==== PROVIDED DATA ====
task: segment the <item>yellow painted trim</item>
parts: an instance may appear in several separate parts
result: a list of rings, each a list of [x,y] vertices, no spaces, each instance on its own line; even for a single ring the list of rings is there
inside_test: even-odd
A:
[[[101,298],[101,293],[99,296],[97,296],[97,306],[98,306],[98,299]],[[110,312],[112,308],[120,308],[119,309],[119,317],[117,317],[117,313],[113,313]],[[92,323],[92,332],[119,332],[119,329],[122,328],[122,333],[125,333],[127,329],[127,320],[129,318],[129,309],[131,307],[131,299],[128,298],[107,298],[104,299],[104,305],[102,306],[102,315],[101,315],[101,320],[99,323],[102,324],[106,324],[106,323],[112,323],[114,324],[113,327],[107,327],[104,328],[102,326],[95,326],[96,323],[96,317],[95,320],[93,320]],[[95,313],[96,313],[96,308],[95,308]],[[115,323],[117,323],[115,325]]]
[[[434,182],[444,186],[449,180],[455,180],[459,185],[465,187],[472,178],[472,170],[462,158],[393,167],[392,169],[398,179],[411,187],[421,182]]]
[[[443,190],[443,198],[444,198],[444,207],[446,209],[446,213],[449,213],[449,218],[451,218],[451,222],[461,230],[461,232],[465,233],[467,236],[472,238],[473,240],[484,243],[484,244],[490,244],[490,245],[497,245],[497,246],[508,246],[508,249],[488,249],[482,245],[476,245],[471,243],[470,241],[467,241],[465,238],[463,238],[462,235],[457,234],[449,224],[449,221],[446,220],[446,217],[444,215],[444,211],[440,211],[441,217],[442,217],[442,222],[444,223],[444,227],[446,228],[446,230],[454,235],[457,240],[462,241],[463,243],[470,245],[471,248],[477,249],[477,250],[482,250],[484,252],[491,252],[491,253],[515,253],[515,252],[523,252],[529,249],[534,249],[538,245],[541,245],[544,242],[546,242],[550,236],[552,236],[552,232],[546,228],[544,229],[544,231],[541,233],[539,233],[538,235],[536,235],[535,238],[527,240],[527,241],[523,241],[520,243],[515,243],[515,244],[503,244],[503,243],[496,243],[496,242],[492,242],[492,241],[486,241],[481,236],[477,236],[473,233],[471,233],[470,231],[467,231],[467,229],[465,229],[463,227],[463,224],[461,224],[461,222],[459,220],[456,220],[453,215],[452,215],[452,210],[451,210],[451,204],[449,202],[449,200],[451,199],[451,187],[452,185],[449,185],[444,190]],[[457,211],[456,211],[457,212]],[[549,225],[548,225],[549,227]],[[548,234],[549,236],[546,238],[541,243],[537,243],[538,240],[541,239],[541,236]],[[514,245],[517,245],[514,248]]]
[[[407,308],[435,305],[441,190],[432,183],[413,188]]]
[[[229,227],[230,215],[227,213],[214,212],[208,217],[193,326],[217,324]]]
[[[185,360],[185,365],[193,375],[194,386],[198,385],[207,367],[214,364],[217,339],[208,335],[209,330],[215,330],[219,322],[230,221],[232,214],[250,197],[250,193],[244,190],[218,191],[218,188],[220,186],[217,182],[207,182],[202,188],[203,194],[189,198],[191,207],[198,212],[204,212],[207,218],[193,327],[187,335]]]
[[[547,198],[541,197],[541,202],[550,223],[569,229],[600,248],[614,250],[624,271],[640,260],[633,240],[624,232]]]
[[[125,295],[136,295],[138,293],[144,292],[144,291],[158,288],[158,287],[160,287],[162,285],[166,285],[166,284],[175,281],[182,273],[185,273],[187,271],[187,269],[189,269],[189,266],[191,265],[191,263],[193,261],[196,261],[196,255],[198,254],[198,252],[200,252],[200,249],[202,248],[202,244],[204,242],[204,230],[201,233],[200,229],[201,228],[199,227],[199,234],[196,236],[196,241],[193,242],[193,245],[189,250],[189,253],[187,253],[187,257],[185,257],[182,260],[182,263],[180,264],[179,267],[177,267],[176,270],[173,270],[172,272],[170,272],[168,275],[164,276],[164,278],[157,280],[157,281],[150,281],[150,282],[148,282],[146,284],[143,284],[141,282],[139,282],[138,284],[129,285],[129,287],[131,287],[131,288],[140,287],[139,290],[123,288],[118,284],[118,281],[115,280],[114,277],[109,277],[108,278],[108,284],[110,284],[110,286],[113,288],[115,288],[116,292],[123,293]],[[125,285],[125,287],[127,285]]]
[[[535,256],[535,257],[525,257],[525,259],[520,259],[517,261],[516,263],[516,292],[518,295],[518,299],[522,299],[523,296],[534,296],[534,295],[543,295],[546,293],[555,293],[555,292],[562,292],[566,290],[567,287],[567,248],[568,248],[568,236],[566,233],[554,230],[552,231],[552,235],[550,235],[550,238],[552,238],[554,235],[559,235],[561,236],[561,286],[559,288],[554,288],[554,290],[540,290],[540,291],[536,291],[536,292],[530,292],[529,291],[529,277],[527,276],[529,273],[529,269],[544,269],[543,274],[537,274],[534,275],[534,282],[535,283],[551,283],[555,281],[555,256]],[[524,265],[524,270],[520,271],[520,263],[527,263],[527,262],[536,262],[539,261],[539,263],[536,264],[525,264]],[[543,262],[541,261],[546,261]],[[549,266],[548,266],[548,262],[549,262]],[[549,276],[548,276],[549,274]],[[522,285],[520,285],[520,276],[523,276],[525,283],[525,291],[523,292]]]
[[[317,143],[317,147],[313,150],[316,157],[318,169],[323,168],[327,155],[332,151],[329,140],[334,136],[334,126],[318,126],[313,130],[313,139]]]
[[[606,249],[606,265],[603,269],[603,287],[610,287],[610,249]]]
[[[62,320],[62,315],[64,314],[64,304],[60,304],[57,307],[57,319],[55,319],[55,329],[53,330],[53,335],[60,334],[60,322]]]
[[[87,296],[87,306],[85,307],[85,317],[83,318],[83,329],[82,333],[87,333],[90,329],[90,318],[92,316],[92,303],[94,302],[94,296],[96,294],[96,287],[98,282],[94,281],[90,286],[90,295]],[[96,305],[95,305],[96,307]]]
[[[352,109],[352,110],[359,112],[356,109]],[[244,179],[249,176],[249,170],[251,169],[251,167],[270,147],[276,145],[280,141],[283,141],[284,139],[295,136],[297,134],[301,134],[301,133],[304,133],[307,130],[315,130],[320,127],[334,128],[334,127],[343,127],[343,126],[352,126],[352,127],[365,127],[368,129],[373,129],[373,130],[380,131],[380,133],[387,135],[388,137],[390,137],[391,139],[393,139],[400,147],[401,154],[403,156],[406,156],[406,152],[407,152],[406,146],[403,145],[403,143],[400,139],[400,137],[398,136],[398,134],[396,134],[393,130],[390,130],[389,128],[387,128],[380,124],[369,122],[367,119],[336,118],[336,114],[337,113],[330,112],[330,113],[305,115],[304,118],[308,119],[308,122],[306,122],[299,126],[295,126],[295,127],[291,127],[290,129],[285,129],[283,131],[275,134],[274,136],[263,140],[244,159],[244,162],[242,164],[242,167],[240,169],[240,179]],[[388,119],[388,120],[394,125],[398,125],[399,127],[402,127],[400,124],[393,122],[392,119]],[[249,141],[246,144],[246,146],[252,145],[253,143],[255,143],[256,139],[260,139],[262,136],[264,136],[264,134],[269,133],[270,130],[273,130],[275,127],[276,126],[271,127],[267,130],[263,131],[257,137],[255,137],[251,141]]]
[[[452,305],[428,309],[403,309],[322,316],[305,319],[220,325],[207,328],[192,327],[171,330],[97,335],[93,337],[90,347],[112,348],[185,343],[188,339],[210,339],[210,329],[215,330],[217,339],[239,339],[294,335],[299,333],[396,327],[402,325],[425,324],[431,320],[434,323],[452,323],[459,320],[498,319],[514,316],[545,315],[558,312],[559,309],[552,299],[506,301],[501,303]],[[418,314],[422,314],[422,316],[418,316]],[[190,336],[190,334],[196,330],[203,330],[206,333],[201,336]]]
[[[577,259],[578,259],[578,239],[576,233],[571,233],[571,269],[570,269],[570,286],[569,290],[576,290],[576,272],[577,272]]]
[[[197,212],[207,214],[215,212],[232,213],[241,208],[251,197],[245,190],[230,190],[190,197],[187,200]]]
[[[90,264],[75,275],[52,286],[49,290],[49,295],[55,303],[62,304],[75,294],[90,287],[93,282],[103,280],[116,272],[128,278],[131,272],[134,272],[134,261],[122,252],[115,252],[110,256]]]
====
STATED GOAL: Collect every line of the records that contains the string "instance", and list those lines.

THE COMPLETED TASK:
parts: an instance may appear in several separate parts
result: a list of rings, each a list of [x,y] vertices, no spaces, each instance on its own line; even for a single ring the list of rings is there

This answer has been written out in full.